Begin
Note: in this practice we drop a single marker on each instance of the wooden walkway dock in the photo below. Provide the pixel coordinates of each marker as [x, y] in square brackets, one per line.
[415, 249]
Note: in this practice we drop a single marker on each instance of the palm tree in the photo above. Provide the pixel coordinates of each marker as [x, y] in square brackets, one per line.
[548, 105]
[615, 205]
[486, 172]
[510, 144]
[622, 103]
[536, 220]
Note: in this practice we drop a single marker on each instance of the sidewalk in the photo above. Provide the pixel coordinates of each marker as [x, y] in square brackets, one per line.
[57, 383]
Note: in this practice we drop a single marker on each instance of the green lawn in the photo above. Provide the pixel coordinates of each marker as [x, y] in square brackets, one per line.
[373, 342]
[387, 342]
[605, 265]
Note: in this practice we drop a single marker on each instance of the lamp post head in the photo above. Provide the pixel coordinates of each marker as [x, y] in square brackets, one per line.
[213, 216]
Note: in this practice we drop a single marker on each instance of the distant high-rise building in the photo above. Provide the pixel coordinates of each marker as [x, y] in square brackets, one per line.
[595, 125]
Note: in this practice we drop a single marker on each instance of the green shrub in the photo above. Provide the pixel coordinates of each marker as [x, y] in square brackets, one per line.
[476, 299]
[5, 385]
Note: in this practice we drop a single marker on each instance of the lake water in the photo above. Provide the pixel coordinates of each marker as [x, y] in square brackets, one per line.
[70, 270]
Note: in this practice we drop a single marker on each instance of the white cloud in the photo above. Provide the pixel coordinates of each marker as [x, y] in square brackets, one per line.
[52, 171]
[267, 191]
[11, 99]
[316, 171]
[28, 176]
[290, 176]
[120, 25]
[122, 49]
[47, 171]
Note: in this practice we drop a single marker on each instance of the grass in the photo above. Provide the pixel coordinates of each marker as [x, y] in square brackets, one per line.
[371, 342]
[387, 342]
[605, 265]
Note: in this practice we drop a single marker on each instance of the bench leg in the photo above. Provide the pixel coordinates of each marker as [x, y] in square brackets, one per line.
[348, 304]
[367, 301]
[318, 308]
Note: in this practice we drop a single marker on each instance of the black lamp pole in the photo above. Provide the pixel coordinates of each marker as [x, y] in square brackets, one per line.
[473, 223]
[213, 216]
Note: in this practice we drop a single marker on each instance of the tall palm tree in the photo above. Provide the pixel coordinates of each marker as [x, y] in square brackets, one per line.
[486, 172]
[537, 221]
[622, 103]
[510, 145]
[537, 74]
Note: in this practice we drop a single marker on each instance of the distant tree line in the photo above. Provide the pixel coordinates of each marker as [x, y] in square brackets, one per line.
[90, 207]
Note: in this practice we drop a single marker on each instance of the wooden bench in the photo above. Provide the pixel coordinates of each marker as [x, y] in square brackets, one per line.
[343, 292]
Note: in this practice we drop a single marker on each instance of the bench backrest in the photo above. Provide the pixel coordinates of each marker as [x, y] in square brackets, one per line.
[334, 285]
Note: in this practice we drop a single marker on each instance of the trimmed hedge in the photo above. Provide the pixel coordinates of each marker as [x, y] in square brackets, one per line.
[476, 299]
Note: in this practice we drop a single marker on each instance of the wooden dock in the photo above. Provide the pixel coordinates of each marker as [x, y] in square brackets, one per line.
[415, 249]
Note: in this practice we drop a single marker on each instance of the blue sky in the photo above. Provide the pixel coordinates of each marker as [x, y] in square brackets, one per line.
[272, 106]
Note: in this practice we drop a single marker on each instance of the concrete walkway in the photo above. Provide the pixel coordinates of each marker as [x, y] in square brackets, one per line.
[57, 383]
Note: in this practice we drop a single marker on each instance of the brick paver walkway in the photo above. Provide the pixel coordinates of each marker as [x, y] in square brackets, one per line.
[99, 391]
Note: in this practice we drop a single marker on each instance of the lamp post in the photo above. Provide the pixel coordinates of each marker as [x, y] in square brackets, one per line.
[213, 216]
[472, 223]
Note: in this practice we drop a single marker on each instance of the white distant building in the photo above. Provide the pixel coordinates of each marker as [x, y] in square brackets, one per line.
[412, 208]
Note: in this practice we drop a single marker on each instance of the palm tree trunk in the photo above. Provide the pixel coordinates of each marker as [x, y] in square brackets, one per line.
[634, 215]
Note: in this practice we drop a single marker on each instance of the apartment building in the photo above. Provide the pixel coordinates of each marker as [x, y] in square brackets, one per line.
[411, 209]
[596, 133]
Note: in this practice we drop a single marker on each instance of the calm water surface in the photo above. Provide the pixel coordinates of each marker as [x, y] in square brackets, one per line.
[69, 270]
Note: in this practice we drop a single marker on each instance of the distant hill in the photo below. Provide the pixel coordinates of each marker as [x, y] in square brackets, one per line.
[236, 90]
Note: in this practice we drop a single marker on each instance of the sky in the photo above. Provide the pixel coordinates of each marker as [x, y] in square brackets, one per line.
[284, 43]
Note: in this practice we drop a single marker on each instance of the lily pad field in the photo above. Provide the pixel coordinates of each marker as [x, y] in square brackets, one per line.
End
**Instruction**. Rewrite the rows from the one containing "palm tree trunk" through the last row, switching every "marker" to "pin" and leaving everything else unchanged.

**Exercise output**.
Note: in this practice we drop a single pin on each instance of the palm tree trunk in the photo above. Provide the pixel coordinates of each pin as [x, y] in square brackets, one per line.
[634, 215]
Note: in this practice we drop a single pin on each instance of the apartment building in the photo above. Provide the pixel coordinates of each pin as [x, y] in square brackets, one per line.
[411, 209]
[596, 133]
Note: in this practice we drop a single pin on each instance of the calm water surface in the photo above. Provide the pixel coordinates of each pin as [x, y] in square brackets, one per line.
[69, 270]
Note: in this practice we drop a single pin on each instance of the distant hill in the photo below. Provide the pixel coordinates of each pin as [x, y] in square brackets, one per line.
[236, 90]
Note: in this practice we drop a single pin on each instance of the sky in the photo above. Provide the pixel coordinates of each pin as [x, y] in square brackets, one per line.
[284, 43]
Note: in this practice we drop a single pin on each instance of the lily pad field in the photo above. Provide the pixel coordinates of each pin as [x, y] in square brackets, one per line.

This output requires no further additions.